**AIM OF THE TASK:** Find the line containing "Reviewer check: each instance of the pendant". Reproduce it and every line after it up to the end of the records, exactly as written.

Point-per-instance localization data:
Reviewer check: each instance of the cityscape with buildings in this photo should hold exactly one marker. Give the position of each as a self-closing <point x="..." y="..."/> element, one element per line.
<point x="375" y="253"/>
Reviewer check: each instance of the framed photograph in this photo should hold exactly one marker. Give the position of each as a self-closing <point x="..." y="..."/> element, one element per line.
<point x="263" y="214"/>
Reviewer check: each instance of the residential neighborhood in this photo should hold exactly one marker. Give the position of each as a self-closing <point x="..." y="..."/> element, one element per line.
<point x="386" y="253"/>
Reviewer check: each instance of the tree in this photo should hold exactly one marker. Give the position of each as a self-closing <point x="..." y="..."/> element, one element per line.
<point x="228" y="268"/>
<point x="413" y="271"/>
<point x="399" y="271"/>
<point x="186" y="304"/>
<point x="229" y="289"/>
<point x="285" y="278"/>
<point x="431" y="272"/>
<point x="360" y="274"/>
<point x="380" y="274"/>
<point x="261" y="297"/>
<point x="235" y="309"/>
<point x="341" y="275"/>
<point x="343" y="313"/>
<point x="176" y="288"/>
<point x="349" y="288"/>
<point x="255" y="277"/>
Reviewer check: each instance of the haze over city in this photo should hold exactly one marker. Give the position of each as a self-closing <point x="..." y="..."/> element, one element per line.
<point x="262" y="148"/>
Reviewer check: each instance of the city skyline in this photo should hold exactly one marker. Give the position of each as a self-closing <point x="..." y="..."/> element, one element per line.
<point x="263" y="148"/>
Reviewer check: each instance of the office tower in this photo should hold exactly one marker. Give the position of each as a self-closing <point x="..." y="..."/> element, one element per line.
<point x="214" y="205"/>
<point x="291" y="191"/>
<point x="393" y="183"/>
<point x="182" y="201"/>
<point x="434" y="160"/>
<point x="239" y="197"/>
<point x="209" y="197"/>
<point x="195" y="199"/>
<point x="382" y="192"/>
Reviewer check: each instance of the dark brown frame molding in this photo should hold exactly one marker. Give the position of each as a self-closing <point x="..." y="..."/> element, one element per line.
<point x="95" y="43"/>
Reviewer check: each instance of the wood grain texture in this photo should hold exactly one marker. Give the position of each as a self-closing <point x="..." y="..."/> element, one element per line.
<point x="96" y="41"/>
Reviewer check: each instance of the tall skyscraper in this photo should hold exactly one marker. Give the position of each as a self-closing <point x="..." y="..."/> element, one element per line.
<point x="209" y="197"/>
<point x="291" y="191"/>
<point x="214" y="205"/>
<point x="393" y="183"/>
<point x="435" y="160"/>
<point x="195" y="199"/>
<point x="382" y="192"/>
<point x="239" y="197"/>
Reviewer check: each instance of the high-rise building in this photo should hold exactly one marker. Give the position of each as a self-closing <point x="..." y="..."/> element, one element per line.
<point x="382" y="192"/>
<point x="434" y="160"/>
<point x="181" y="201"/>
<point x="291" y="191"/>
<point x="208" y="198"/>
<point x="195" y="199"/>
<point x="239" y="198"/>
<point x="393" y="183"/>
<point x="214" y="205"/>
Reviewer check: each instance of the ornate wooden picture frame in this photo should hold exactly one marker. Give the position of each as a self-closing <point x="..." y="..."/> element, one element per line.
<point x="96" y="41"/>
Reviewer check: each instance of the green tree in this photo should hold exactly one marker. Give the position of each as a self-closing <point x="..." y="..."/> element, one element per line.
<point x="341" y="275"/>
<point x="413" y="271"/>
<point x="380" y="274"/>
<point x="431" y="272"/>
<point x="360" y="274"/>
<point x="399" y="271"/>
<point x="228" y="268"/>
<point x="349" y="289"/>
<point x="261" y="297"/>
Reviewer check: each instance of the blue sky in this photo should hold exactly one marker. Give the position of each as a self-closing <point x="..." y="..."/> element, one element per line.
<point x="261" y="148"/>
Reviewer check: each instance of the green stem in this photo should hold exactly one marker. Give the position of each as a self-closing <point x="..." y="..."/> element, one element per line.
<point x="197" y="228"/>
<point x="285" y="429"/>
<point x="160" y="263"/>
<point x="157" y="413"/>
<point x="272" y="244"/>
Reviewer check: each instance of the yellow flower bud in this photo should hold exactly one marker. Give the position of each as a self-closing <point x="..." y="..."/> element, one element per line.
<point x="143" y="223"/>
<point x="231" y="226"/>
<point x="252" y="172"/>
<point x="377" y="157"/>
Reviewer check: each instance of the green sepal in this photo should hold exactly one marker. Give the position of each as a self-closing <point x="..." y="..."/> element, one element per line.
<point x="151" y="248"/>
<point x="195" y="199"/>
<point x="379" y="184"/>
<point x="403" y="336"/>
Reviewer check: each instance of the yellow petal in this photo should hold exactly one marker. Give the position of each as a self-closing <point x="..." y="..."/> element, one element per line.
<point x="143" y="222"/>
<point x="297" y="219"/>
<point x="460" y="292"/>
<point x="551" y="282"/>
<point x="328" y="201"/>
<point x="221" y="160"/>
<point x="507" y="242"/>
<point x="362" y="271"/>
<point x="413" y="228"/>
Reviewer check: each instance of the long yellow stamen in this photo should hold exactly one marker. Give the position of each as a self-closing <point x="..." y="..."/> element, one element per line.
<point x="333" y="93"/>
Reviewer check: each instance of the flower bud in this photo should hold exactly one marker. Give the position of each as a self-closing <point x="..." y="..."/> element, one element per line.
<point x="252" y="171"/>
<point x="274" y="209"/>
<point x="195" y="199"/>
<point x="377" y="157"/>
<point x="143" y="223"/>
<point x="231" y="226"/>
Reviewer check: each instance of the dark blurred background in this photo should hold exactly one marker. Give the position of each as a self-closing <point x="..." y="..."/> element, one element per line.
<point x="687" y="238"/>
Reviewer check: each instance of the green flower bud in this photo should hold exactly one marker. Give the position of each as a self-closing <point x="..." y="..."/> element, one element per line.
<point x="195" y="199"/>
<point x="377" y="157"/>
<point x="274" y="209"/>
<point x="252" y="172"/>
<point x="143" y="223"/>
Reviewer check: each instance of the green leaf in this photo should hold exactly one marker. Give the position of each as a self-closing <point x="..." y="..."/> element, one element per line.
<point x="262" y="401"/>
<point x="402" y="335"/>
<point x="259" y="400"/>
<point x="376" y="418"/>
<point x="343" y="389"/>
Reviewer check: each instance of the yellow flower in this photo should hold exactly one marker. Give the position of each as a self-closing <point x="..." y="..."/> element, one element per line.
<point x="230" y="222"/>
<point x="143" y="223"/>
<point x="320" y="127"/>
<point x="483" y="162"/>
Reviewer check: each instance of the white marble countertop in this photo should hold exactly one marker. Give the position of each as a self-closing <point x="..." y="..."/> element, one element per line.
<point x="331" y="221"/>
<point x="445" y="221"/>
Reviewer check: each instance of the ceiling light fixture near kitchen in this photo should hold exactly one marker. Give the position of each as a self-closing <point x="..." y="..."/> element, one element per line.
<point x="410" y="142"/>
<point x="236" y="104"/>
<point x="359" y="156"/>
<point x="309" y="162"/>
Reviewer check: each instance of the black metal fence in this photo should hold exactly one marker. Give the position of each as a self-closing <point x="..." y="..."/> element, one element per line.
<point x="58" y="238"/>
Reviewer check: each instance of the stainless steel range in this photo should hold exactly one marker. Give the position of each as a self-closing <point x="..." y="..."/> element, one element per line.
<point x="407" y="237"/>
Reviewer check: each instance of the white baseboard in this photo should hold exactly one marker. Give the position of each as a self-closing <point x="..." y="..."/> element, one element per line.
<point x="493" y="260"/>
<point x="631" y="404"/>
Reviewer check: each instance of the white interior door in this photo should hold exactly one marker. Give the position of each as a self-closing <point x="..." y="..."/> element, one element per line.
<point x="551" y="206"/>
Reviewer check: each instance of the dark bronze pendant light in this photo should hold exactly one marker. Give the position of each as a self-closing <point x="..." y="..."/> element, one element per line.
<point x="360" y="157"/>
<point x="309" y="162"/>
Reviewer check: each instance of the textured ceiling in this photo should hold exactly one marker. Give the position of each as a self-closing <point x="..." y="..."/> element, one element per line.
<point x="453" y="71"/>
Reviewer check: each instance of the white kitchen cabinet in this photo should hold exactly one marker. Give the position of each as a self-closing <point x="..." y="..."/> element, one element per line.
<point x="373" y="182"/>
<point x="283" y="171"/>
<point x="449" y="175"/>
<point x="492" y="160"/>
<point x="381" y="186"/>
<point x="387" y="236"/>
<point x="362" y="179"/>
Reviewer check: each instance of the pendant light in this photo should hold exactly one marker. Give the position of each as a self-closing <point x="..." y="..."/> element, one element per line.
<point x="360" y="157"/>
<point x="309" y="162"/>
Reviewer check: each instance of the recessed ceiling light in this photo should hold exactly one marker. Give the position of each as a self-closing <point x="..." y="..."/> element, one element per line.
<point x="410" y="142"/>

**WRITTEN RESPONSE:**
Reviewer check: each instance of the pendant light in this photo should hold exactly one marker. Give the position of each as a self-closing <point x="..." y="..."/> element, one element per line.
<point x="360" y="157"/>
<point x="309" y="162"/>
Reviewer check: each instance of the recessed ceiling light in this photo should hold exactly one marker. Give the position of each as a self-closing <point x="..." y="..."/> element, one element per line.
<point x="410" y="142"/>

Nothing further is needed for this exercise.